### Tasks to perform:
A: According to the Dorothy Reedman obituary below, what was the name of the one-room school she attended in Saskatchewan?
B: Write a continuation of the Dorothy Reedman obituary below, picking up after its last sentence.

### Excerpt to read:
★ ★ ★ ★ ★

Hello, Dorothy Reedman here, a quick note to let you know I’ve moved on to my next adventure. I’m pleased to have hit my plan mark of living to the age of 89, with extra time added, passing just 5 days short of my 90th birthday.
I was born in Watrous, Sask. in 1926 and I entered this world feet first.
I was my parent’s first born. Then came my sister Philis “Kelly” next my brother Ken, Lincoln and later my baby sister Shirley “Bodman”.
My life has been blessed with many wonderful memories. My earliest memories were growing up in Sask. on my family’s homestead situated between the small towns of Imperial and Simpson, and I have happy memories of attending the one room school house called Sweet Hill.
In 1938, with the problem of climate change on the Sask. landscape and the Depression known as the dirty thirties, my parents like many other families at that time, left Sask. and moved west to B.C.
I was 13 years of age when my parents purchased land in the Cariboo at a place called Horsefly. Here I learned to use the cross-saw and helped my parents clear the land and build our log home.
My father worked at several jobs along with maintaining a trapline. Those years and that lifestyle were tough on the whole family and in 1942, my parents moved the family to Kamloops and they bought the original Pratt’s homestead along Campbell Creek Road in Barnhartvale.
When I was 17 years old, my sister Philis and I found work at the T.B. hospital home at Tranquille. We lived there and worked as kitchen staff and we loved every minute of it. I had many new friends who were co-workers and patients. There was so much entertainment, from movies, dances, baseball games, good times of hiking and daily visits to the dairy barn. The food was great and I had food I had never tasted before. On my days off, I would go home to Barnhartvale where I found odd jobs such as raking hay, being a cowgirl and moving cattle, canning fruit and working in my mother’s market veg. garden.

★ ★ ★ ★ ★

### Data section:
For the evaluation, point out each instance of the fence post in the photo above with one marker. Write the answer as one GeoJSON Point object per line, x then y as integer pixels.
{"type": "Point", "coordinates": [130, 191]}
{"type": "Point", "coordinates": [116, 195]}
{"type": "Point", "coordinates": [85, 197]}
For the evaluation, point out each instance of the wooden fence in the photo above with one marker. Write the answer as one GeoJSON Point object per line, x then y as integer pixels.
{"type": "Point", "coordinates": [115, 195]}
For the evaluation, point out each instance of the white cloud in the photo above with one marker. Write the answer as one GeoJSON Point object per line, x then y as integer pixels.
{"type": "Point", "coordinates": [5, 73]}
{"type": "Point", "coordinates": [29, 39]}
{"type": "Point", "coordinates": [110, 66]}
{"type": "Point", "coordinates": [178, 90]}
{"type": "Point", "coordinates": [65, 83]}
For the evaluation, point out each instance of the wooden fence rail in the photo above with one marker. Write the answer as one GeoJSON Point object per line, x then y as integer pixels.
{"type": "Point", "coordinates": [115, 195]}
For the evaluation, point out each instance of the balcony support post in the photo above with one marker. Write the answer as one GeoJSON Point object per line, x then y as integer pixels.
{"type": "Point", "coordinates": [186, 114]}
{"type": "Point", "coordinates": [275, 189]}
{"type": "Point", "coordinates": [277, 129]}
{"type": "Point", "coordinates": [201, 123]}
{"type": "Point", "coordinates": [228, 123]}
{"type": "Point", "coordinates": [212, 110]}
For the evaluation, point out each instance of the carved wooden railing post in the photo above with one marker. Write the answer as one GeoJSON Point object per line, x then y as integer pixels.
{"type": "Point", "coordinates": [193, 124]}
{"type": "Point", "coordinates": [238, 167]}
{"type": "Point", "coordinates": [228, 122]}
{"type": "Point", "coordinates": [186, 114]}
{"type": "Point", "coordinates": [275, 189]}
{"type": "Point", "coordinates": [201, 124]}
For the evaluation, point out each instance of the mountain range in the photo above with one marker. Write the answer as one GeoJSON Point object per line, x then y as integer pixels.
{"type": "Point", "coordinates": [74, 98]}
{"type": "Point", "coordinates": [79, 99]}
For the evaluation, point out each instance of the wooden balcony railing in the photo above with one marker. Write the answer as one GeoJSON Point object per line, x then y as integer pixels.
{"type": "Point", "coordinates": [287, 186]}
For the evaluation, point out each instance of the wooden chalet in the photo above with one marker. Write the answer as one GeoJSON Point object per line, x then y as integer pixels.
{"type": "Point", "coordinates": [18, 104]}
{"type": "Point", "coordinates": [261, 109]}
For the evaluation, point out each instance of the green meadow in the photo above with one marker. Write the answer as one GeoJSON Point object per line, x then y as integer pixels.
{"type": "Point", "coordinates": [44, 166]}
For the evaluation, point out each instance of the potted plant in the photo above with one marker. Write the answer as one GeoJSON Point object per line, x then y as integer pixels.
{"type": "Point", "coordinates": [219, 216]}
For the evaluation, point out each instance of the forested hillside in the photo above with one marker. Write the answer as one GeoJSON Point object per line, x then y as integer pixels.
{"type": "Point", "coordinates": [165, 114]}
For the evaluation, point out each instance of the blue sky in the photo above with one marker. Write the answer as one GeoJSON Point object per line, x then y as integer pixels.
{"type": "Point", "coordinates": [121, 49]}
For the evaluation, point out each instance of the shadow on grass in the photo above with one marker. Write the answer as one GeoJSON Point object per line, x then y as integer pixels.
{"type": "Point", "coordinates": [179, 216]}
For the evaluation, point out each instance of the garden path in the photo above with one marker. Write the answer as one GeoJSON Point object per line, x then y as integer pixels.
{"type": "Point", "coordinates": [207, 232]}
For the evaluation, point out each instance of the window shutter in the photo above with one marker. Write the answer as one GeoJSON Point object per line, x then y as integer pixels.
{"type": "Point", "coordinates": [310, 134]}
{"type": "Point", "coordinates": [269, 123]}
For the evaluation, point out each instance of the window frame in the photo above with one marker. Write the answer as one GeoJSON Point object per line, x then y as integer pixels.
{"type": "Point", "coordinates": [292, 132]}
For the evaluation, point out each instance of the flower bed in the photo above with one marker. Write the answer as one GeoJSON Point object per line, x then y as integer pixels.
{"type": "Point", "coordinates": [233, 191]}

★ ★ ★ ★ ★

### Responses for each task:
A: Sweet Hill

B:
This is when I met the cowboy and rancher farmer named James Murray Reedman. He owned the land further down Campbell Creek Road.
We fell in love and in 1945 we married. A year later we bought the historical Barnhart House and its property and we became dairy farmers. This was an exciting time for me, I had my first child and because the house was large the home was always filled with friends and family.
In 1954 all B.C. interior dairies were being pushed out and this made for a career change along with a huge lifestyle change for my family. We sold the farm and moved into town. This was a a step up from our farm life, we now had running water, an indoor toilet and electric lights.
We raised 6 children- Lanny, Vivian, Dennis, Karen, Lois and Kenny.
Life was good. Murray and I enjoyed our membership with the Kamloops Moose Lodge. Camping, fishing and hiking were a cheap but fun family activities, and in 1967 I went back to work as a motel housekeeper. The extra money helped buy our first travel trailer and Murray and I became traveling tourists. In 1997, Murray passed away.
I then fulfilled my dream to be an international traveler.
I am proud to have lived in my Nicola St. home for 60 years, and my life has blessed me with 10 grandchildren and 15 great-grandchildren.
Words of Wisdom, “Get along with all others, and always find forgiveness.”
As to my Service wishes, I’m spending my money on a traditional funeral because I deserve the best like the Queen’s Mother. So please come and feel welcome.
Thanks for being my Friend.
Service will take place Friday, February 5th, 2016 at 1:00pm at St. Pauls Cathedral located at 360 Nicola Street with a tea directly after in the Parish Hall.
A special thanks to all the Pine Grove Staff.
In lieu of flowers, please make a donation to the Heart and Stroke Fund, 729 Victoria Street, Kamloops, BC, V2C 2B5 in my memory.